CURWOOD: We usually don’t think of altering an ecosystem as having environmental benefits. But that is the case sometimes with power plants in Florida. With the loss of natural warm water springs over the years, manatees have come to depend on the warm water discharge from power plants to get them through the cold winter months. Now, as these power plants update their technology, manatees stand to lose these warm water refuges, as well. Angela Swafford reports from Crystal River on Florida’s west coast.


SWAFFORD: A small pontoon boat heads toward Crystal River National Wildlife Refuge, about 50 miles north of Tampa. Manatees congregate in large numbers here during the winter to swim in the warm and pristine springs that dot the area. Running deep under an insulating layer of rock, these springs bubble up in small tributaries of the river. Before reaching the area where the group hopes to swim with wild manatees, the tour operator makes sure everybody understands how to interact with the animals.

MARTY: Okay, guys, good morning. My name is Marty. I need to have your attention here for a couple of minutes. I really want to emphasize how important it is to be very, very quiet in the water with the manatee. Splashing sounds, moving your hands too much, moving your feet too much, splashing around, are going to scare them away. And sometimes, if you scare them away, they’re the only ones you’re going to find that day.


SWAFFORD: Spring water here surfaces at a constant 72 degrees. Manatees cannot tolerate temperatures under 68, so many of them are compelled to winter in these canals, swimming back and forth between the warm springs and the cooler gulf water where they feed on sea grass. More swimming and less to eat means each manatee will shed some 300 pounds by the end of the winter.

CHILD: We just saw one!

SWAFFORD: A few minutes after our arrival, a couple of manatees show up, much to the delight of the crowd.

WOMAN: Look, look over there, see it?

MAN: Here it goes, see? You can see the babies tail!

SWAFFORD: Like miniature Goodyear blimps, a 13 foot long adult and a younger, smaller companion swim underneath the pontoon.

WOMAN: I think they’re going away, yes.

SWAFFORD: Their brown backs are criss-crossed with pale scars, a testament to old encounters with boat propellers. But these manatees seem to know that as they get closer to this tour group, belly rubs and back scratches await them.


SWAFFORD: The development of the area surrounding Florida’s waterways has caused a significant decrease in flow rates of the spring. As the soils are paved over, water can’t seep underground. What’s more, some of this water has been diverted for human use. There is even one plan to bottle it as designer water. Though some scientists fear that within the next decade there might not be enough warm water to keep these animals alive.

_Exercise directions_:
Retype everything in the manatee transcript from "CHILD: We just" down to "going away, yes.".

(Data listing)
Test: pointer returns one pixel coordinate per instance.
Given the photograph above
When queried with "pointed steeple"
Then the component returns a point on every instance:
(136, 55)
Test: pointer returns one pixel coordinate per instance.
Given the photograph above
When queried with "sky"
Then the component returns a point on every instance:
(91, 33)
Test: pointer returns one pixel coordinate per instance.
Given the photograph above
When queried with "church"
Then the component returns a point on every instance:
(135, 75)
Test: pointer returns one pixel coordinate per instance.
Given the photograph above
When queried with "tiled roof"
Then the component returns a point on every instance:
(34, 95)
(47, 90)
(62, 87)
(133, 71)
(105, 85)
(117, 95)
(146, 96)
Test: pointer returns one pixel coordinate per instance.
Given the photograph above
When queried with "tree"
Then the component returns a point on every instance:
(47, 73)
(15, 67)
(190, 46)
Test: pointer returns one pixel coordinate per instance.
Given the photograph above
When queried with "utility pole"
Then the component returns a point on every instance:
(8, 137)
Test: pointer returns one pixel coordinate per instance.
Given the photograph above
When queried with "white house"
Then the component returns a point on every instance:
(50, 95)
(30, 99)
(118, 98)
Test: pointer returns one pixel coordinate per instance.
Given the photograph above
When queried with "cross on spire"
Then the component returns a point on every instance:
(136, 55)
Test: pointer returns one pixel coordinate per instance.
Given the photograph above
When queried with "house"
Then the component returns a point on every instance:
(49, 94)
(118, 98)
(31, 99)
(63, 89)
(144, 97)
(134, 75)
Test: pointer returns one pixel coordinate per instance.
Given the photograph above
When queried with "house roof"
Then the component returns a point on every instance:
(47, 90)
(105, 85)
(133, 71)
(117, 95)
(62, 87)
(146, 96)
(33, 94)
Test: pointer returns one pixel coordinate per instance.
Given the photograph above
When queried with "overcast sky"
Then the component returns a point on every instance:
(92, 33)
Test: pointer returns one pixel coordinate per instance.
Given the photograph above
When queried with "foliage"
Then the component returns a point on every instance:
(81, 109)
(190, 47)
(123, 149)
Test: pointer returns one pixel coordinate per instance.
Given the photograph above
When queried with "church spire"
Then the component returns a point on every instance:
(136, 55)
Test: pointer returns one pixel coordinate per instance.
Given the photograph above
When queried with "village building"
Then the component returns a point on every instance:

_Output of the task_:
CHILD: We just saw one!

SWAFFORD: A few minutes after our arrival, a couple of manatees show up, much to the delight of the crowd.

WOMAN: Look, look over there, see it?

MAN: Here it goes, see? You can see the babies tail!

SWAFFORD: Like miniature Goodyear blimps, a 13 foot long adult and a younger, smaller companion swim underneath the pontoon.

WOMAN: I think they’re going away, yes.